▶ **Your objective**
Copy every one of the rows below, character for character, without changing anything.

(Spatial annotation rows)
━━━━━━━━
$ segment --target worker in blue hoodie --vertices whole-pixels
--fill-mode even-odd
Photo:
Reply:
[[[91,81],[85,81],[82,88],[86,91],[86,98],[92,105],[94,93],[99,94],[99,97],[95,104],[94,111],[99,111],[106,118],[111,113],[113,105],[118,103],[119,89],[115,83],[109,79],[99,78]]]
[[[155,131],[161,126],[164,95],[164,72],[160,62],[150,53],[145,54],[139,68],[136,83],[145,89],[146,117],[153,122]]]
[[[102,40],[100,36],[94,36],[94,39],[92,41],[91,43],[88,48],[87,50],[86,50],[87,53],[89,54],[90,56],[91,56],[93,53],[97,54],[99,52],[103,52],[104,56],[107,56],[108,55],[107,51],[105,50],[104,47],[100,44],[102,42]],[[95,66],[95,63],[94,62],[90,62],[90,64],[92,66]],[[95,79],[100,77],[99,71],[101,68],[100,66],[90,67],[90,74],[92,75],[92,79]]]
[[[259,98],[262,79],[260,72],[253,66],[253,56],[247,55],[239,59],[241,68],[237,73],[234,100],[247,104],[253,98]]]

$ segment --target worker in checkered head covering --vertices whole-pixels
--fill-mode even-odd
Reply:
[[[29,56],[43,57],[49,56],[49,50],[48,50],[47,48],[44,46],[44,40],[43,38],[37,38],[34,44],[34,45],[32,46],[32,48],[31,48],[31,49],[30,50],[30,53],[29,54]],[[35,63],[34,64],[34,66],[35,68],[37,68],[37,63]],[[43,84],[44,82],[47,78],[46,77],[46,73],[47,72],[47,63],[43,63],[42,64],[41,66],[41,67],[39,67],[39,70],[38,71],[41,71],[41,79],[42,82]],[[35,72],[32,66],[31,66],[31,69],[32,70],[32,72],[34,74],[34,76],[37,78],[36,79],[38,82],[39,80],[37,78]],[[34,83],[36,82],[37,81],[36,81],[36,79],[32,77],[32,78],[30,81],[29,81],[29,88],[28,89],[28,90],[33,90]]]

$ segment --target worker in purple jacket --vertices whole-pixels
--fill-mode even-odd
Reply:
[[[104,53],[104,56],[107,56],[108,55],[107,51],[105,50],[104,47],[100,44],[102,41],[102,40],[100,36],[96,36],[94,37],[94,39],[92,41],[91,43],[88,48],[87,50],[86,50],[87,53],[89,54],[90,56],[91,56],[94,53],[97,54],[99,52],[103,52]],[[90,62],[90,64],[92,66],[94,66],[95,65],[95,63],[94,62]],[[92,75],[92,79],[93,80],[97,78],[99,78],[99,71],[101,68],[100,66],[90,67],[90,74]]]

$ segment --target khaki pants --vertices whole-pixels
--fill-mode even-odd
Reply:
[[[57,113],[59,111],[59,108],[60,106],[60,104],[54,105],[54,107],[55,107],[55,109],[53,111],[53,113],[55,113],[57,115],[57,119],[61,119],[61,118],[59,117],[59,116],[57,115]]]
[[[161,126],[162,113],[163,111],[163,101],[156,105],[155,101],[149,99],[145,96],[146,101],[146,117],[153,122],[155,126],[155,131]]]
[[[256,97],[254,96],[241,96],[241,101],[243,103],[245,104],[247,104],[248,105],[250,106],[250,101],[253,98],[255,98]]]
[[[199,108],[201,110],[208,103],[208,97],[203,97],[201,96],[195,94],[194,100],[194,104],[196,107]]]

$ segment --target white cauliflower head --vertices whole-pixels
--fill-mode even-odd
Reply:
━━━━━━━━
▶ **Answer in full**
$ segment --target worker in blue hoodie --vertices whole-pixels
--fill-mode even-odd
Photo:
Reply:
[[[91,81],[85,81],[82,88],[86,91],[86,98],[92,105],[94,93],[99,94],[99,97],[95,104],[94,111],[99,111],[106,118],[111,113],[113,105],[118,103],[119,89],[115,83],[109,79],[99,78]]]
[[[155,131],[161,126],[164,95],[164,72],[160,62],[150,53],[145,54],[139,68],[136,83],[145,89],[146,117],[153,122]]]
[[[102,40],[100,36],[94,36],[94,39],[92,41],[91,43],[88,48],[87,50],[86,50],[87,53],[89,54],[90,56],[91,56],[93,53],[97,54],[99,52],[103,52],[104,56],[107,56],[108,55],[107,51],[105,50],[104,47],[100,44],[102,42]],[[95,66],[95,63],[94,62],[90,62],[90,64],[92,66]],[[95,79],[100,77],[99,71],[101,68],[100,66],[90,67],[90,74],[92,75],[92,79]]]
[[[259,98],[262,79],[260,72],[253,66],[253,56],[247,55],[239,59],[241,68],[237,73],[234,100],[247,104],[253,98]]]

$ segment --target worker in checkered head covering --vertices whole-pixels
--fill-mode even-odd
Reply:
[[[29,56],[43,57],[49,56],[49,50],[48,50],[47,48],[44,46],[44,40],[43,38],[37,38],[34,44],[34,45],[32,46],[32,48],[31,48],[31,49],[30,50],[30,53],[29,54]],[[35,63],[34,64],[34,66],[35,68],[37,68],[37,63]],[[43,84],[44,82],[47,78],[46,77],[46,73],[47,72],[47,63],[43,63],[42,64],[41,66],[41,67],[39,67],[39,70],[38,71],[41,71],[41,79],[42,82]],[[35,72],[32,66],[31,66],[31,69],[32,70],[32,72],[34,74],[34,76],[37,78],[36,79],[38,82],[39,80],[37,78]],[[34,83],[36,82],[37,81],[36,81],[36,79],[32,77],[32,78],[30,81],[29,81],[29,88],[28,89],[28,90],[33,90]]]

$ segment --target worker in purple jacket --vertices whole-pixels
--fill-mode even-odd
Reply:
[[[104,53],[104,56],[107,56],[108,55],[107,51],[105,50],[104,47],[100,44],[102,41],[102,40],[100,36],[96,36],[94,37],[94,39],[92,41],[91,43],[88,48],[87,50],[86,50],[87,53],[89,54],[90,56],[91,56],[94,53],[97,54],[99,52],[103,52]],[[90,62],[90,64],[92,66],[94,66],[95,65],[95,63],[94,62]],[[92,75],[92,79],[93,80],[97,78],[99,78],[99,71],[101,68],[100,66],[90,67],[90,74]]]

$ segment --target khaki pants --vertices whole-pixels
--fill-mode even-odd
Reply:
[[[57,113],[59,111],[59,108],[60,106],[60,104],[54,105],[54,107],[55,107],[55,109],[53,111],[53,113],[55,113],[57,115],[57,119],[61,119],[61,118],[59,117],[59,116],[57,115]]]
[[[161,126],[162,113],[163,111],[163,101],[156,105],[155,101],[149,99],[145,96],[146,101],[146,117],[153,122],[155,126],[155,131]]]
[[[256,97],[254,96],[241,96],[241,101],[243,103],[245,104],[247,104],[248,105],[250,106],[250,101],[253,98],[255,98]]]
[[[199,108],[201,110],[208,103],[208,97],[203,97],[201,96],[195,94],[194,100],[194,104],[196,107]]]

$ segment --target white cauliflower head --vertices whole-pixels
--fill-mode even-odd
Reply:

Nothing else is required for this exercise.